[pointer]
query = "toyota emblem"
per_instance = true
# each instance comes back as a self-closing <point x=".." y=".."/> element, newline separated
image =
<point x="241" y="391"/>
========
Work task: The requested lines run from the one with "per_instance = true" through the last line of the records. Return them exactly.

Exercise result:
per_instance = true
# each instance comes back as a self-closing <point x=".." y=".."/> element, newline separated
image =
<point x="241" y="391"/>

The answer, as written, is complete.